- Testo in esame
-=-=-=-=-

Intervista esclusiva al Commissario Emergenza Covid di Palermo
La sua voce ferma si fa sentire oltre il via vai del rumore di una Fiera che non si è mai fermata da quando la vita, a quanto pare, ha smesso di essere ciò che conoscevamo, per via del Covid. E da più di un anno che ha lasciato l’ospedale, per occuparsi dell’emergenza come Commissario Covid. Una pandemia mondiale, le vite sospese, le economie in ginocchio. Magari la sua nomina è stata l’unica scelta prevedibile in una situazione in cui tutto ciò di improbabile è stato. Esperto in medicina nucleare storicamente impegnato nella lotta per migliorare il sistema sanitario. Seduto davanti a noi risponde alle nostre domande il Dottor Renato Costa.
Qual è la situazione Covid-19 negli ospedali?
Tranquilla. L’anno scorso, in questo periodo, avevamo gli ospedali pieni. A distanza di un anno non c’è dubbio che sono praticamente vuoti. Oggi abbiamo a Palermo e provincia, dieci malati Covid in terapia intensiva, ovviamente tutti pazienti non vaccinati. I nostri reparti non intensivi hanno un numero di pazienti veramente esiguo. Questo non vuol dire che il virus non stia circolando, perché in giro ci sono alcuni positivi in più. Il grande lavoro che abbiamo fatto sui vaccini, fa sì che tutto diventi impermeabile al virus. Anche là dove il vaccinato diventa positivo, è comunque asintomatico. Fino a quando il virus mantiene queste caratteristiche, lo controlliamo abbastanza bene dal punto di vista clinico. La preoccupazione è che se il Covid-19 gira troppo, potrebbe teoricamente mutare più facilmente perché, più sistemi immunocompetenti conosce, più prende l’abitudine di dovere assumere delle mutazioni. Ecco il motivo per cui abbiamo il dovere di non farlo circolare.

-=-=-=-=-

- Voci di dati memorizzate
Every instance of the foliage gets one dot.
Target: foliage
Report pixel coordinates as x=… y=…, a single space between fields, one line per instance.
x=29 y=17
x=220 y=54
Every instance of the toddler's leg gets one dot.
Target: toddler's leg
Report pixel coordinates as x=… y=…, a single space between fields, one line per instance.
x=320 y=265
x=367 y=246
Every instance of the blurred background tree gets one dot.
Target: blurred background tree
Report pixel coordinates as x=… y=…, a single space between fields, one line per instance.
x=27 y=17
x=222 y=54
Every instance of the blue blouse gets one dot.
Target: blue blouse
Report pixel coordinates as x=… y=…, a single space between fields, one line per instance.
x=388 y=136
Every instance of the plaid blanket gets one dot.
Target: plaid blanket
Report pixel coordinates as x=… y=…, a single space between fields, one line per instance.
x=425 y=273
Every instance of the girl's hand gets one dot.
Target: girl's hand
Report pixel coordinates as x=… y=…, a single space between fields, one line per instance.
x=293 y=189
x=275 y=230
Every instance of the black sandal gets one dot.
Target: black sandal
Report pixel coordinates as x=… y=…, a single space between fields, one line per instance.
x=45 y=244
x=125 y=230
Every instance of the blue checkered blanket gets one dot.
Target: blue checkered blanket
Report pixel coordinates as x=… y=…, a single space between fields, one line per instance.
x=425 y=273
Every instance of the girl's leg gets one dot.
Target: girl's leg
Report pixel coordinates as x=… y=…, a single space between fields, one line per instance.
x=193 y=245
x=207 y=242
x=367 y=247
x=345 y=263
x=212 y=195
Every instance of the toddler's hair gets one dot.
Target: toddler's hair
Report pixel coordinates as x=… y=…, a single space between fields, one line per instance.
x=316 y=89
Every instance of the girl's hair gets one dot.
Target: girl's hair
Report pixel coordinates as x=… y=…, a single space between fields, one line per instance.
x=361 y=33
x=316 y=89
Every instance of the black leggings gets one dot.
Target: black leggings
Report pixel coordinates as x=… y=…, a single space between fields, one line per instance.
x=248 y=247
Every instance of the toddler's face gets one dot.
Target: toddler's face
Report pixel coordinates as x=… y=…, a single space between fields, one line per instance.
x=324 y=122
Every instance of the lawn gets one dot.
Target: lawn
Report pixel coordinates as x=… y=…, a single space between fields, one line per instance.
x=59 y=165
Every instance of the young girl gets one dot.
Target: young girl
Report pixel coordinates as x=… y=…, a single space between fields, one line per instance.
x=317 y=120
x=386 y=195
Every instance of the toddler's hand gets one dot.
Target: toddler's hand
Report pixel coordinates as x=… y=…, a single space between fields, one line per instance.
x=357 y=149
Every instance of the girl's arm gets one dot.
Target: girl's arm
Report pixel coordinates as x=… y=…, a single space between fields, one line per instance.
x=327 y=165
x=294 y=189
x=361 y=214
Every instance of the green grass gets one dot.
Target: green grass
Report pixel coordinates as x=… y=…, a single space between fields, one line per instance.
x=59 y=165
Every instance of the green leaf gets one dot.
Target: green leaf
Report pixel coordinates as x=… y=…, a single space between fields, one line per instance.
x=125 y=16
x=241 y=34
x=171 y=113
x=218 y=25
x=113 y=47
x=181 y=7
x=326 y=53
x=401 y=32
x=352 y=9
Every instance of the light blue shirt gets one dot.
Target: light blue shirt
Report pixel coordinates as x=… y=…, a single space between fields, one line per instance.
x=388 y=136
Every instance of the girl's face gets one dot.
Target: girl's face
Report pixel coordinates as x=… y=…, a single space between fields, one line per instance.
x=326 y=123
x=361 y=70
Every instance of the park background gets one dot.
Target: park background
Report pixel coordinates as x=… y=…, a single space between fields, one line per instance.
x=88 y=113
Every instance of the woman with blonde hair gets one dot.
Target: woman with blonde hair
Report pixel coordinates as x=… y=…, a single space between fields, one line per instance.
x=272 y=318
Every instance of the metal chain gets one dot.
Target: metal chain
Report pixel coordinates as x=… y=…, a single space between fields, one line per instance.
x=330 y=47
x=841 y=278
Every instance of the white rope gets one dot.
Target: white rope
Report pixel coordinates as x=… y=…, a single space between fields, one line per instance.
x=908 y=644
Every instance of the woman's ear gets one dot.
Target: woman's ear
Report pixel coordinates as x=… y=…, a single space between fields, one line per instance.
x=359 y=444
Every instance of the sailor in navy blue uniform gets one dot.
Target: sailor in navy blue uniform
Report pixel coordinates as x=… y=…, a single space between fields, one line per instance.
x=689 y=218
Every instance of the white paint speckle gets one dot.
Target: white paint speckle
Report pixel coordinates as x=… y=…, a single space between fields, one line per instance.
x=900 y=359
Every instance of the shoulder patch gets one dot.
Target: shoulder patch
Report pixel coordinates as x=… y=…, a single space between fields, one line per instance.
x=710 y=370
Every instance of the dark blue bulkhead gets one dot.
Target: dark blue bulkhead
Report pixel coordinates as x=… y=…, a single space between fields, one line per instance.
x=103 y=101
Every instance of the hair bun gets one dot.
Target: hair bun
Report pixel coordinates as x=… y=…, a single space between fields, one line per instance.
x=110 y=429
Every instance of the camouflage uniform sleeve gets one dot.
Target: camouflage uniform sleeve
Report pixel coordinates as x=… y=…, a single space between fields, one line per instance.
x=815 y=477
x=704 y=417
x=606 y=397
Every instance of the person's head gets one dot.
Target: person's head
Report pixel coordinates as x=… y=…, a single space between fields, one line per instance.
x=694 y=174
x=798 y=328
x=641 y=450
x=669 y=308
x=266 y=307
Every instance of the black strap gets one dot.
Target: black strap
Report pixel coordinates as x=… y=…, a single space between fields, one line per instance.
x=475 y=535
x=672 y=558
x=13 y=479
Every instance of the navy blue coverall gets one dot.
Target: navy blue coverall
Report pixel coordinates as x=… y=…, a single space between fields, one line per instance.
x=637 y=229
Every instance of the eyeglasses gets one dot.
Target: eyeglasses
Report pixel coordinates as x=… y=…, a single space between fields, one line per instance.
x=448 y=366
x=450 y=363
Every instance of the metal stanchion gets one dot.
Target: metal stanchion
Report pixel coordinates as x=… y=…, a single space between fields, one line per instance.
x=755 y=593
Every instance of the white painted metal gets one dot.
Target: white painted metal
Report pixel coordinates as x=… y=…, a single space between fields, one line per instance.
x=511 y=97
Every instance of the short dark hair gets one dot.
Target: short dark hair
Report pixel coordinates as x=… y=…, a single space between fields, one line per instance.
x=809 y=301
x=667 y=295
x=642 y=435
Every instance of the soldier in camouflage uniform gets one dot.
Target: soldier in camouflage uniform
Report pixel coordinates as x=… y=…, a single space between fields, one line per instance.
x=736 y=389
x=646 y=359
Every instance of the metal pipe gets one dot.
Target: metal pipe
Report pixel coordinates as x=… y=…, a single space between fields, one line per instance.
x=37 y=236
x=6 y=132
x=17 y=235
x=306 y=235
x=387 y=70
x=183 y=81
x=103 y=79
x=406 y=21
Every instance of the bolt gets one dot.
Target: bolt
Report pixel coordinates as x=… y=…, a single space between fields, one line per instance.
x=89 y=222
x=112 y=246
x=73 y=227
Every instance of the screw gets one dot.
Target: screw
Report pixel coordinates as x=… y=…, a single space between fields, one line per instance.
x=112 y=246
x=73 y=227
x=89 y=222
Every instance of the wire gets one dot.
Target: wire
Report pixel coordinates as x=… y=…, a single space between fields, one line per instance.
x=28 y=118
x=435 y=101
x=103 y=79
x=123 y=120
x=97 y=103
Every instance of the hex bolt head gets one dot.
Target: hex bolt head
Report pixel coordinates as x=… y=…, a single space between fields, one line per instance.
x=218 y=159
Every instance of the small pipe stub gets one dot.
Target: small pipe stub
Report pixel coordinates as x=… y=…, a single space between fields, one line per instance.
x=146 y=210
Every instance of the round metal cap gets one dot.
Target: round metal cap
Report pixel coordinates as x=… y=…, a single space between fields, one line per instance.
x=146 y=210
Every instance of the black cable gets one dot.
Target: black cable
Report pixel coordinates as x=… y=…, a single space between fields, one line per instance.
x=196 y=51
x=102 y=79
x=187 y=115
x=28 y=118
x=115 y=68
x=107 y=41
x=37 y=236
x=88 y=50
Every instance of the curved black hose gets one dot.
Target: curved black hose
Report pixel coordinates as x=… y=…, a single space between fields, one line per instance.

-=-=-=-=-

- Compiti da svolgere
a) Nell'intervista al Commissario Covid di Palermo, trascrivi tutte le frasi della risposta del Dottor Costa che contengono la parola "virus".
b) Prosegui l'intervista al Commissario Covid di Palermo a partire dall'ultima risposta riportata.
Le righe non servono a nulla in questo lavoro.

- Risposte ai compiti
a)
Questo non vuol dire che il virus non stia circolando, perché in giro ci sono alcuni positivi in più.
Il grande lavoro che abbiamo fatto sui vaccini, fa sì che tutto diventi impermeabile al virus.
Fino a quando il virus mantiene queste caratteristiche, lo controlliamo abbastanza bene dal punto di vista clinico.

b)
“Il grande lavoro che abbiamo fatto sui vaccini, fa sì che tutto diventi impermeabile al virus“
Quanti sono i posti letto in terapia intensiva?
Abbiamo fatto due reti ospedaliere: una esclusivamente dedicata al Covid e un’altra per pazienti non Covid. Dei 56 posti di terapia intensiva dedicati al virus, attualmente sono occupati soltanto 10, così come dei posti letto ordinari abbiamo 281 posti e occupati 65. I posti si stanno riducendo, ma non abbiamo pressione. Per fare un’idea, in Sicilia invece i posti di rianimazione dedicati al Covid sono 207 e sono occupati solo 39, mentre quelli di degenza ordinaria sono 1.084 e ne abbiamo occupati 311. Quindi i nostri ospedali non stano soffrendo, sono in una condizione di assoluta tranquillità. L’anno scorso eravamo già quasi alla soglia massima di riempimento.
Com’è avvenuto questo miglioramento?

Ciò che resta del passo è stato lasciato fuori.